Material for this task START

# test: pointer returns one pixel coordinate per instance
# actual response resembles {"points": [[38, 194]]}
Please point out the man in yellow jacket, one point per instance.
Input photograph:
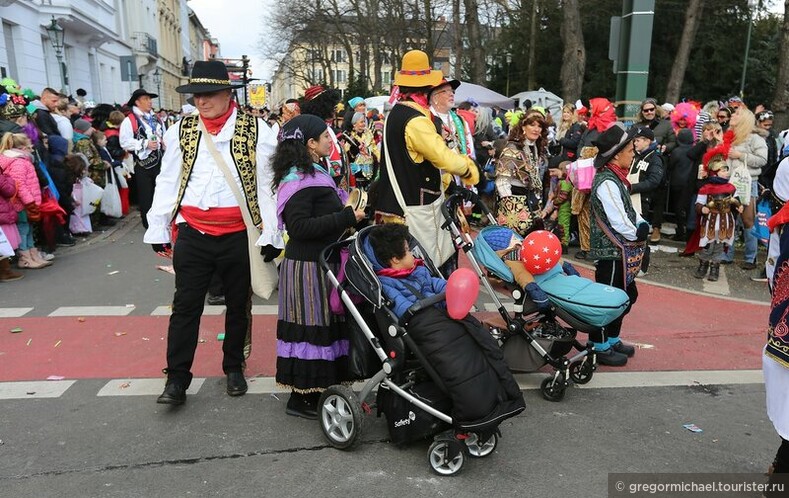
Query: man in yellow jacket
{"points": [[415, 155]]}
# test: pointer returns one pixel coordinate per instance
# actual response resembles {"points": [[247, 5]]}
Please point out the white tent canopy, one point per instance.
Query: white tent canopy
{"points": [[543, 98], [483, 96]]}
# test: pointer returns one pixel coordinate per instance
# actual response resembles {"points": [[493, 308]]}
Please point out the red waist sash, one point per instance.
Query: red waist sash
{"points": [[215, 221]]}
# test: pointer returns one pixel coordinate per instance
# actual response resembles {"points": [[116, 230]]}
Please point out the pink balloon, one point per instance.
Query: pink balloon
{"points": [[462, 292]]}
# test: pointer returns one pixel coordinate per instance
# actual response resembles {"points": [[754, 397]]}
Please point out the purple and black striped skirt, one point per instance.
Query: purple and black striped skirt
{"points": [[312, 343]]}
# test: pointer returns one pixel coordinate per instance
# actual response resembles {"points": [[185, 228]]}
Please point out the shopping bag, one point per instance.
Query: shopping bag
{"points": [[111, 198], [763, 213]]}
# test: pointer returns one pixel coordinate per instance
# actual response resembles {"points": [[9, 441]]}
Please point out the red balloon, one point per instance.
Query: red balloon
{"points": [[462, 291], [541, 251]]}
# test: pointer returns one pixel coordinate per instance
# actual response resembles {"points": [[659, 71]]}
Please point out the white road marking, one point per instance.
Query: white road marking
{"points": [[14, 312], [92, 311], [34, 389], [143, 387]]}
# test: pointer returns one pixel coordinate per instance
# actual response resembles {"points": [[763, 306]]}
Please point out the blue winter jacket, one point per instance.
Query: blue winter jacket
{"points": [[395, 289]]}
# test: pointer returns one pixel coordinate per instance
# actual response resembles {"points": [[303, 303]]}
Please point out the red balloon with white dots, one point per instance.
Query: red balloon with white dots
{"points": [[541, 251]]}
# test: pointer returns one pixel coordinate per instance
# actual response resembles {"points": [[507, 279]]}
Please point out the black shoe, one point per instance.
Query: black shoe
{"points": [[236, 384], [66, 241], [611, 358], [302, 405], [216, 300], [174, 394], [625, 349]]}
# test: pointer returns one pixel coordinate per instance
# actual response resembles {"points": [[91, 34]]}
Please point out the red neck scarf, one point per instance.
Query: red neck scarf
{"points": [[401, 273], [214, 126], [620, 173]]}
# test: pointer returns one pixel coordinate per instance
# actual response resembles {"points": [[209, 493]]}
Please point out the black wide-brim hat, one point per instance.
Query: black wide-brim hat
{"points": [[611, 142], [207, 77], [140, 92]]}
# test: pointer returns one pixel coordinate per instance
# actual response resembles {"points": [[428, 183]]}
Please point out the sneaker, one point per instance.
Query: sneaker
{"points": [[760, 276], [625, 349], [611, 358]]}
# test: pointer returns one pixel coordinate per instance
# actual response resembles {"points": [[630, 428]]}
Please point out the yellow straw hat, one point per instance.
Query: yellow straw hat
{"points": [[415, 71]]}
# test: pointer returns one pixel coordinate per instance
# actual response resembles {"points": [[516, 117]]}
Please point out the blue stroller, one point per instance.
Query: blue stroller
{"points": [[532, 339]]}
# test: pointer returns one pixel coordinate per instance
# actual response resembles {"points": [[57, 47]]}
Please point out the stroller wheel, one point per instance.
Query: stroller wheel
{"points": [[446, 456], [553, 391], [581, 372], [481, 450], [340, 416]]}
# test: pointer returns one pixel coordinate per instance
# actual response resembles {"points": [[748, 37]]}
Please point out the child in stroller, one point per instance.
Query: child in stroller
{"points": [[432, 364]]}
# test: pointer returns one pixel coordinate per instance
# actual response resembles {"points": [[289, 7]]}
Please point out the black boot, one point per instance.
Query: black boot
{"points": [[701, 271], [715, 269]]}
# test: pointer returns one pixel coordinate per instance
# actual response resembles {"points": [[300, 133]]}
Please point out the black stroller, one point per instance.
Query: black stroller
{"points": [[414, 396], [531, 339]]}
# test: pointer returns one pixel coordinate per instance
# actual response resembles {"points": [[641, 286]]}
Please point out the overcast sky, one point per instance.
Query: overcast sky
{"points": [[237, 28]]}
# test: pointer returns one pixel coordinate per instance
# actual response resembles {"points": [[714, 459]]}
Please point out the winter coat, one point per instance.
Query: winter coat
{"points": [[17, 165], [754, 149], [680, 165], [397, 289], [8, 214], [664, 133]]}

Material for this task END

### [About this task]
Copy out the lines beginning at the one that contains "Please point out the sneaker, one". Stop at the final line of the data, and include it.

### [Answer section]
Please point out the sneaker, one point per instance.
Query: sneaker
{"points": [[760, 276], [625, 349], [611, 358]]}
# test: pointer returns one pixel coordinate per instance
# actual response resembles {"points": [[630, 428]]}
Please point out the yellow straw hat, one point per instance.
Query: yellow straw hat
{"points": [[415, 71]]}
# test: pointer returns one pixel coordinate per instance
# actual response resembles {"points": [[516, 117]]}
Please point out the blue stroller, one point per instance.
Query: blue stroller
{"points": [[532, 339]]}
# test: pointer returns one pixel coordinate per instance
# actual response resembles {"points": [[57, 47]]}
Please point out the stroller wheel, one point per instance.
Query: stroller wheel
{"points": [[446, 456], [553, 391], [581, 372], [481, 450], [340, 416]]}
# test: pointer returns one pixel coordinate per instance
# actual response resembles {"points": [[748, 37]]}
Please point out the child in stroller, one point per instance.
Query: child in stroller
{"points": [[432, 364]]}
# test: pointer returns one pixel coordinate per instance
# actual response resembles {"points": [[289, 7]]}
Please point out the black boot, one point per instance.
Query: black boot
{"points": [[701, 271], [715, 269]]}
# test: pointer returns one pixel coordinate per instance
# actual response resembles {"points": [[300, 133]]}
Please point out the black stroller, one point per instance.
Query: black stroller
{"points": [[414, 396], [531, 339]]}
# test: pointer returns one pixel coordinate per instance
# actual response resembles {"points": [[641, 286]]}
Please point out the overcast sky, one point per instance.
Query: overcast sky
{"points": [[237, 28]]}
# test: pointer returns one pixel coordinate per instance
# actual response resembles {"points": [[714, 459]]}
Please point out the winter coat, one point per instance.
Query: winter coat
{"points": [[17, 165], [754, 149], [680, 165], [397, 289], [8, 214], [664, 133]]}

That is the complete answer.